-- Begin Entries shown --

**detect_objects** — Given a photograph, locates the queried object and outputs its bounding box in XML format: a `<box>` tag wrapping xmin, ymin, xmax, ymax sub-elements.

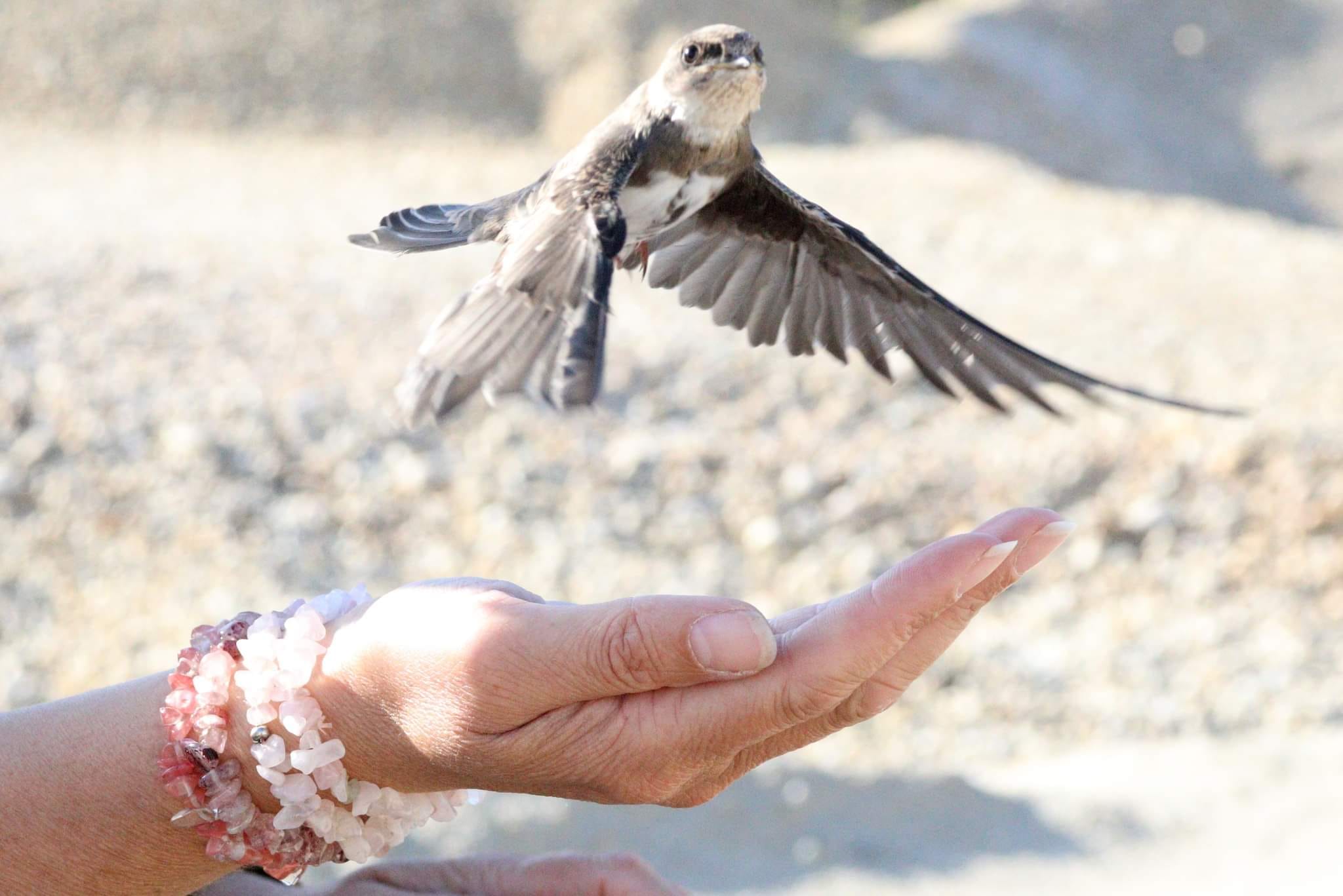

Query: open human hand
<box><xmin>309</xmin><ymin>509</ymin><xmax>1073</xmax><ymax>806</ymax></box>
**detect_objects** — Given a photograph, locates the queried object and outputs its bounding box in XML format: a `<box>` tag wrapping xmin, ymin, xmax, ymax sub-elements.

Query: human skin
<box><xmin>0</xmin><ymin>509</ymin><xmax>1070</xmax><ymax>893</ymax></box>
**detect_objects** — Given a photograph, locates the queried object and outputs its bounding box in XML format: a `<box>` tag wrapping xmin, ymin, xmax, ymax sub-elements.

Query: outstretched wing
<box><xmin>396</xmin><ymin>132</ymin><xmax>646</xmax><ymax>426</ymax></box>
<box><xmin>631</xmin><ymin>163</ymin><xmax>1235</xmax><ymax>414</ymax></box>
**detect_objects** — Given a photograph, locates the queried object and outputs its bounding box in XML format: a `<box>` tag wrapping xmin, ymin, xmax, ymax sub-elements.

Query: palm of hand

-- End Entries shown --

**What the exercise asks:** Rewrite the lines above as a numbered list, skipping any blank lines and leaving out the pictures.

**Reply to the exercise:**
1. **detect_objects** — Given a photograph, locates the queried object and outputs its bounding box in XML format: a `<box>` tag wrapping xmin, ymin, xmax, ymax sub-elements.
2. Query: open human hand
3. <box><xmin>309</xmin><ymin>509</ymin><xmax>1073</xmax><ymax>806</ymax></box>
4. **detect_objects** — Given a photograph, locates the queried object and outputs its bounding box in XML format: a `<box>` tag wrapping xmin, ymin, xmax, ymax sub-elements.
5. Query: human skin
6. <box><xmin>0</xmin><ymin>509</ymin><xmax>1070</xmax><ymax>893</ymax></box>
7. **detect_objects** — Given a photograph, locates the queried object and outputs its bounding box in XML format: a `<box>` tag wrapping xmin, ymin, xmax, ymax sub-elements.
8. Query: outstretched wing
9. <box><xmin>396</xmin><ymin>132</ymin><xmax>646</xmax><ymax>426</ymax></box>
10. <box><xmin>631</xmin><ymin>163</ymin><xmax>1235</xmax><ymax>414</ymax></box>
11. **detect_objects** — Given a photograph, locates the queried object and outputs its bounding box in XML format: a `<box>` tag wrapping xmin, ymin, xmax, ymax sub-elements.
12. Query: palm of hand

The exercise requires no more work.